## TEXT
++++

Sunday, November 06, 2011

The Jinx Gene

I love Dan Savage. I know that the odds are good that he'd despise me if he ever met me, but I have been unwaveringly grateful for his existence since I first became aware of who he is. He's obnoxious and uncompromising and funny.

So when I recently read a book for book club that made me think about the nature of marriage, it was only natural to finally read Savage's The Commitment. I'm still only partway through it, but I knew he was a kindred spirit. He explains that a huge part of his reluctance to get married, even as gay marriage became legal here and there, was rooted largely in a superstition about joy that's rooted in his family's experience of Catholicism:
We share the jinx gene, my mother and I, although in her case it’s more explicitly Catholic. When your life is going along nicely, when things are looking good, the correct posture to assume is one of gratitude, absent of any hint that you expect your good fortune to last. It’s kind of a defensive crouch. Good Catholics don’t presume. The moment you start to expect things to continue going along nicely for you—the moment you begin to believe you’re worthy of the good things in your life—God gets all Old Testament on your ass and does something vicious, something insane, something totally uncalled for. He gives you lupus or He allows Satan to slaughter your children and cattle or He delivers Ohio to George W. Bush.
I have had this superstitious attitude for as long as I can remember. It has actively sabotaged relationships. One ex-boyfriend chastised me for saying something like, "if you're still around in November, we can...."

"If I weren't planning to be here in November, I wouldn't be here now, dammit," he'd say.
"I know, but you can't just say stuff like that in front of God."
"I didn't know you believed in God."
"I believe in God's ability to suddenly realize that in spite of life's efforts to make me totally crazy, I've found an awesome boyfriend who's in my kitchen making coffee and...oh my God, did you take out the garbage?"
"Yeah, well, last night there was fish, and I thought..."
"Ssssssssh! No one must ever know how happy you make me! You can never tell anyone, ever, ever, ever!"

Try as I might to explain my superstition, he never took it as the compliment it is. The more important something is, the more incredibly critical it is not to take it for granted, because then if it's rescinded you'll feel incredibly stupid. The more conversational immunization you get ("it might be nothing," "sure, he's nice, but who knows how long it will last" and "he seems perfect now, but I'm sure I'll be single by Christmas") the more fabulous the guy is.

++++

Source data

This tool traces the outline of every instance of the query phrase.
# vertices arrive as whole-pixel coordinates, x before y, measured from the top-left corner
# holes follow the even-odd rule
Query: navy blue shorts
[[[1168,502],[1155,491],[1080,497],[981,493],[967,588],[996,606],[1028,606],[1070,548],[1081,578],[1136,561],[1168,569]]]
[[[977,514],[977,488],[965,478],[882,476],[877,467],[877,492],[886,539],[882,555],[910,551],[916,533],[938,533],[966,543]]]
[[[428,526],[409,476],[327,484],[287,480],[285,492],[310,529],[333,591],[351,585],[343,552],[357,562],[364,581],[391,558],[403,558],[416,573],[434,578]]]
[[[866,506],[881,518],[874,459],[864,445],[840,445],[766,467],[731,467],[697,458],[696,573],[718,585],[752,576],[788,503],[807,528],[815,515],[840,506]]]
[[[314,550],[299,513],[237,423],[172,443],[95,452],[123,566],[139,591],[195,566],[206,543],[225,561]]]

++++

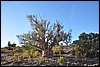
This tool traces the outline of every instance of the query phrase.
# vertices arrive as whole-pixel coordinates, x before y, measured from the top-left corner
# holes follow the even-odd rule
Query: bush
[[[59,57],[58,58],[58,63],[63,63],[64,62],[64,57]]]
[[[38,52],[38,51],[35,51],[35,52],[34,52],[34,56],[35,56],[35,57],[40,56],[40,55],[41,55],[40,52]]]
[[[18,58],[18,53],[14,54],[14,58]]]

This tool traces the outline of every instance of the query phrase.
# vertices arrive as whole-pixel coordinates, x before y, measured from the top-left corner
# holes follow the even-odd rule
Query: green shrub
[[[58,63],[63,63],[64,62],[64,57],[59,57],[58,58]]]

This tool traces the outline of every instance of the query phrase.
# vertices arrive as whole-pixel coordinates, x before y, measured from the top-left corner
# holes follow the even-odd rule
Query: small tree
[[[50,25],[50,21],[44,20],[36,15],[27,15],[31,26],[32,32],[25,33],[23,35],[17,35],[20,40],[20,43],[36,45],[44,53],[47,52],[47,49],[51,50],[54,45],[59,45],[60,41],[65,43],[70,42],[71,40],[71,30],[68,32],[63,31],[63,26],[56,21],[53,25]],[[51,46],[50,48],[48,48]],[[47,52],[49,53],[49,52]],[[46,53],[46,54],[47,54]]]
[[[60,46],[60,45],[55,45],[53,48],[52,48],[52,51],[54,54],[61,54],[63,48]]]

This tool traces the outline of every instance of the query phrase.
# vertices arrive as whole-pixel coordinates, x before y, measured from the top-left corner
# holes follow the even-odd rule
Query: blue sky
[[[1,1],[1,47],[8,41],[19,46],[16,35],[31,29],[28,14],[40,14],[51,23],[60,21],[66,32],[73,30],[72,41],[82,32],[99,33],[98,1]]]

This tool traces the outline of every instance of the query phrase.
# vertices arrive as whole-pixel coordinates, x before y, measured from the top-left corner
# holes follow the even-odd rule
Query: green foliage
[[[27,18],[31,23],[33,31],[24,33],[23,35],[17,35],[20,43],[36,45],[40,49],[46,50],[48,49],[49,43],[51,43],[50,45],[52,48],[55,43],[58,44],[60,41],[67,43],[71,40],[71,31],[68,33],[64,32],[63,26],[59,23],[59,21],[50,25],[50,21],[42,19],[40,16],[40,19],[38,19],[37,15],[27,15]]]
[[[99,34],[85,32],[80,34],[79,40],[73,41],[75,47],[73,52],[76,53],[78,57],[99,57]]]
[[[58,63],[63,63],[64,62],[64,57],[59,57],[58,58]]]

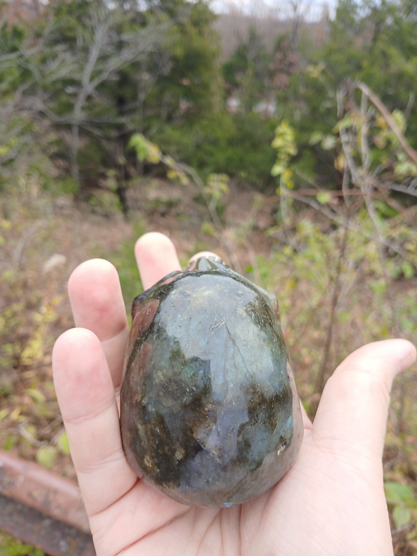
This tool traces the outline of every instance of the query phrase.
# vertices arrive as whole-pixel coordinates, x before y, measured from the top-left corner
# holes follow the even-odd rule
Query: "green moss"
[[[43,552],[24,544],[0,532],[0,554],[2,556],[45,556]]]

++++

## QUESTIONS
(A) Using the blog post about the jinx gene, decide whether each statement agrees with it, answering yes or no and quoting the deciding words: (i) The writer has finished reading The Commitment. (ii) The writer's superstition has harmed relationships. (iii) The ex-boyfriend took the superstition as a compliment.
(B) Retype the stretch of the blog post about the jinx gene from "Try as I might" through "the guy is.".
None of the source data lines are needed for this work.

## ANSWERS GIVEN
(A)
(i) No: "I'm still only partway through it"
(ii) Yes: "It has actively sabotaged relationships."
(iii) No: "he never took it as the compliment it is."

(B)
Try as I might to explain my superstition, he never took it as the compliment it is. The more important something is, the more incredibly critical it is not to take it for granted, because then if it's rescinded you'll feel incredibly stupid. The more conversational immunization you get ("it might be nothing," "sure, he's nice, but who knows how long it will last" and "he seems perfect now, but I'm sure I'll be single by Christmas") the more fabulous the guy is.